> **INFORMATION SUPPLIED**
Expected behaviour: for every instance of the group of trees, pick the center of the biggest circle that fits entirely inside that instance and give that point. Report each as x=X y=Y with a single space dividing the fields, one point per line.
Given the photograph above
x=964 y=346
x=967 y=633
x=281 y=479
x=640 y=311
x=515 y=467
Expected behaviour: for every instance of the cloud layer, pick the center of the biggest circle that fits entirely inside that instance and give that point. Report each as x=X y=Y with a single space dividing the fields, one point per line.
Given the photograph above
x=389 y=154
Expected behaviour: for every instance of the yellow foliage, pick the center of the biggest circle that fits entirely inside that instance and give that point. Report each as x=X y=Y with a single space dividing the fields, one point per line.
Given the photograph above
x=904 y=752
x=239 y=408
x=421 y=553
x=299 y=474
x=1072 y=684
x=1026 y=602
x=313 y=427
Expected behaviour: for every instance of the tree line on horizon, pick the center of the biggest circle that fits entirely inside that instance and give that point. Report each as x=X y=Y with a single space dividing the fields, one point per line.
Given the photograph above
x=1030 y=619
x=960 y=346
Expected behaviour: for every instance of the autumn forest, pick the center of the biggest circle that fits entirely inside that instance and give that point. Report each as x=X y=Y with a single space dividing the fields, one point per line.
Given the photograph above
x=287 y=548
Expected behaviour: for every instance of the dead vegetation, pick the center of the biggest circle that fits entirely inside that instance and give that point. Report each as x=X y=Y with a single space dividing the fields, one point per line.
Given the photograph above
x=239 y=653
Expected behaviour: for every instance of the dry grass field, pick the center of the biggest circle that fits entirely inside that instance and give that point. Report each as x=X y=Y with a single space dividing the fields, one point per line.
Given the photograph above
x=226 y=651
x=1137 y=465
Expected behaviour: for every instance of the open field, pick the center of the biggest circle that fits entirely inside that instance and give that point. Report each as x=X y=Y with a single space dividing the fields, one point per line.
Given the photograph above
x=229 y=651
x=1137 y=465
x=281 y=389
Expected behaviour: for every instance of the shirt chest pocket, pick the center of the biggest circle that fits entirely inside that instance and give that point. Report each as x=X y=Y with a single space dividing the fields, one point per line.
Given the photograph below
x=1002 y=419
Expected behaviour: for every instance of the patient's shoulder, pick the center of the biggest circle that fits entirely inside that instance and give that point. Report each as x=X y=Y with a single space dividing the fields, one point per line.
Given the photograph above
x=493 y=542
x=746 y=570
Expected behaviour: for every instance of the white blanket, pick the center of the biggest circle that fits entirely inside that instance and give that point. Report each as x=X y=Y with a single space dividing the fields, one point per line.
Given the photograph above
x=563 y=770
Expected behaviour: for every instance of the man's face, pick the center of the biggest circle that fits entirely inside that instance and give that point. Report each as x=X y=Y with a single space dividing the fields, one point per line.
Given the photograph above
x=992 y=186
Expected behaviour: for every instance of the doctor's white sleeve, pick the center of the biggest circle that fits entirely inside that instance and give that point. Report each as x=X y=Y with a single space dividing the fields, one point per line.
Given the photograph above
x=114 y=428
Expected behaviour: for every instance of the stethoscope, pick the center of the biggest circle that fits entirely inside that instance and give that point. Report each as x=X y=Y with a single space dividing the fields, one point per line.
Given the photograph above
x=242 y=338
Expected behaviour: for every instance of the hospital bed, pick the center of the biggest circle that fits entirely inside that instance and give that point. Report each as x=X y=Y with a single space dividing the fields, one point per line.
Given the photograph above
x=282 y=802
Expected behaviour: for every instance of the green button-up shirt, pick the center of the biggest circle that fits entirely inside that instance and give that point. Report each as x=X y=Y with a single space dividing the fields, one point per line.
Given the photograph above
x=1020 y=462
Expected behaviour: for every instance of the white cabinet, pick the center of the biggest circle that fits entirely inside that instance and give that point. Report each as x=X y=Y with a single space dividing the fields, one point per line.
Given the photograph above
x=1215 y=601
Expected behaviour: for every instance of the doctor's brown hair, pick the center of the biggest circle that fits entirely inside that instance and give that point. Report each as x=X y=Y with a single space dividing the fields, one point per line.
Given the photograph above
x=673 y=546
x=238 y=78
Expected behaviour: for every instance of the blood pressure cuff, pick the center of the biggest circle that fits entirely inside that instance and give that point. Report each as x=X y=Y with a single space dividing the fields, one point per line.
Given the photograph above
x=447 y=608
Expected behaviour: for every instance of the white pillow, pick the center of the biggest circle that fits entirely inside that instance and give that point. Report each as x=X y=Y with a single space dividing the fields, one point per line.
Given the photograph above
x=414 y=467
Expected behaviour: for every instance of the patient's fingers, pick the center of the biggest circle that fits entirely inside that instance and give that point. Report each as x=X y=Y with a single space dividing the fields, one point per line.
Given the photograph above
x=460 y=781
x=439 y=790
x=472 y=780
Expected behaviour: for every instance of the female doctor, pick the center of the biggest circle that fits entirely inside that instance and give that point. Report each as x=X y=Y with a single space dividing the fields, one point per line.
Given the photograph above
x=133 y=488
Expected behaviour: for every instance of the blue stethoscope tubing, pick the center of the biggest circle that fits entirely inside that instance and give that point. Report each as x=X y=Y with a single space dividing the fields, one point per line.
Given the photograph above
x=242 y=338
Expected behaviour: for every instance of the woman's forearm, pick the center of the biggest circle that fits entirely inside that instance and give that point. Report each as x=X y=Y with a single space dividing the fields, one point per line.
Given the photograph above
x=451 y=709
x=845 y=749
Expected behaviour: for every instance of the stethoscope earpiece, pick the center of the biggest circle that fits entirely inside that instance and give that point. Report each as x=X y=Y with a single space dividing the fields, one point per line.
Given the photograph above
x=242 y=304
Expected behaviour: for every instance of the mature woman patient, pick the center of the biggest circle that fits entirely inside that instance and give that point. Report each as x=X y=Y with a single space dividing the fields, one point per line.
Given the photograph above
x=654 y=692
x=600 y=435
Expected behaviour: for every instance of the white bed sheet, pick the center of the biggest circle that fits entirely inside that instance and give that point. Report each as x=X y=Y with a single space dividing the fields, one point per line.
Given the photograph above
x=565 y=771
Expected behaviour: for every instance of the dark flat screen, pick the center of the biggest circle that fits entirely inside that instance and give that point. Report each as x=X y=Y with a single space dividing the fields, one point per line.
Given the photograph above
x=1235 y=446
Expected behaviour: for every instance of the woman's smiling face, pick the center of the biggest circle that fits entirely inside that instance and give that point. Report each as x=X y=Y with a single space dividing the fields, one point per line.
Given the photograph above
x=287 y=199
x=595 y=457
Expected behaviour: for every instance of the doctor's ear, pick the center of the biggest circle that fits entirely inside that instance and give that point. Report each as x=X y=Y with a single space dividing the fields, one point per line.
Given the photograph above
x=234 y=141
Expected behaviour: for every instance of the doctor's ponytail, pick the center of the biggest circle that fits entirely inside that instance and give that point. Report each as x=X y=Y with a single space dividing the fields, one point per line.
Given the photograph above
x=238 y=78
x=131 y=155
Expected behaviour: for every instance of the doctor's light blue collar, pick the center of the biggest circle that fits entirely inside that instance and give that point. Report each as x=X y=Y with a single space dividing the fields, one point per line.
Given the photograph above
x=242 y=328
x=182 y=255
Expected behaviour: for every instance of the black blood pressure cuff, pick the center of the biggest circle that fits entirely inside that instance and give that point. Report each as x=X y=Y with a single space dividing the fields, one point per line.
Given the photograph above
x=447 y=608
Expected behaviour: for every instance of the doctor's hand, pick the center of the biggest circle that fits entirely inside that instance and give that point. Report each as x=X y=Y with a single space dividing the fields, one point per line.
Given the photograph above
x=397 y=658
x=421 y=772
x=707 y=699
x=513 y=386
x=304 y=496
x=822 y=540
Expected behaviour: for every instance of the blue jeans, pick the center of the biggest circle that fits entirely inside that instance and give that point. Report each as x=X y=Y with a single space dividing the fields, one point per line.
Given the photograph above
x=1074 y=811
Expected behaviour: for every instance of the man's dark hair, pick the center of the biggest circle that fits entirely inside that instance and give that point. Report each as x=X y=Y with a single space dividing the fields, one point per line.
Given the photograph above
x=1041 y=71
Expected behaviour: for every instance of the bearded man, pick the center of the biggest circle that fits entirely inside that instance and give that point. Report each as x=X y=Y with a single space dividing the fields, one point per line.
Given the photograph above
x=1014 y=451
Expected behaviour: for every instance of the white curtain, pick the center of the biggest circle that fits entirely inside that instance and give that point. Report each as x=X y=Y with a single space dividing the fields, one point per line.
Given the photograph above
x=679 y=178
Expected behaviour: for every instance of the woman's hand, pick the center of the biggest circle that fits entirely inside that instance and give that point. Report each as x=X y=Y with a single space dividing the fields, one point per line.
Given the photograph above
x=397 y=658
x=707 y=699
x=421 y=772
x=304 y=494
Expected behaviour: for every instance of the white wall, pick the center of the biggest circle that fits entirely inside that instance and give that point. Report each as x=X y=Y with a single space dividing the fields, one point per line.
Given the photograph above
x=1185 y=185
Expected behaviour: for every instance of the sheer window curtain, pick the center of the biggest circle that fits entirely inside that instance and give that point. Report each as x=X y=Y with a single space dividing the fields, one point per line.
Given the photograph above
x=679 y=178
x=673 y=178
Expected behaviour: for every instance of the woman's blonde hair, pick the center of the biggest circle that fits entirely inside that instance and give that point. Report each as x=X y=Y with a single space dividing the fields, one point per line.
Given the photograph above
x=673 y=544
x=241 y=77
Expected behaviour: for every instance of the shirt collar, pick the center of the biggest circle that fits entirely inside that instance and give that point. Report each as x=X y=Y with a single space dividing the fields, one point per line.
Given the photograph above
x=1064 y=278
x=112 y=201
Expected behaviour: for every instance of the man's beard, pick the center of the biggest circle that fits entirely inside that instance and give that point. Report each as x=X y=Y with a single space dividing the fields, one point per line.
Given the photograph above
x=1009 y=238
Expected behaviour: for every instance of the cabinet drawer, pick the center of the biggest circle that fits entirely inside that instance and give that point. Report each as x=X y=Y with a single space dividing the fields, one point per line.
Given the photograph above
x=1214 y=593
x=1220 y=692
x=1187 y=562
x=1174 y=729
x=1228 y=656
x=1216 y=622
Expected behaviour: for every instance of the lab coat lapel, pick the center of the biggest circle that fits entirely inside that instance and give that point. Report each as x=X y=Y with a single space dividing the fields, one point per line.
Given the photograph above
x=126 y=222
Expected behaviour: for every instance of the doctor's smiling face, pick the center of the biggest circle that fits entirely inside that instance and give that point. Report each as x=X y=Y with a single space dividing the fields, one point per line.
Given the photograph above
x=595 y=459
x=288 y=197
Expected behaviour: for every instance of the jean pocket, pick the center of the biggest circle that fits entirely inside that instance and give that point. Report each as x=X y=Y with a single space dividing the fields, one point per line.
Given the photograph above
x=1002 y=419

> **WRITTEN REQUEST**
Could you convert the listing, from its start through the line containing "x=389 y=154", into a Markdown table with the columns Row and Line, giving each line its row number and leaving out blank lines?

> **ANSWER TO THE EXERCISE**
| Row | Line |
|---|---|
| 1 | Expected behaviour: for every instance of the group of trees, pick the center of the biggest circle that fits entirely inside that instance and give that point. Report each as x=X y=Y with a single space dividing the fields, one point per line. |
| 2 | Given the photograph above |
| 3 | x=964 y=346 |
| 4 | x=967 y=633 |
| 5 | x=281 y=479 |
| 6 | x=640 y=311 |
| 7 | x=515 y=467 |
| 8 | Expected behaviour: for every instance of the cloud layer, pick the center of the biggest circle that fits entirely inside that instance and give that point. Report each as x=X y=Y with a single space dividing the fields, one point per line. |
| 9 | Given the photograph above |
| 10 | x=389 y=154 |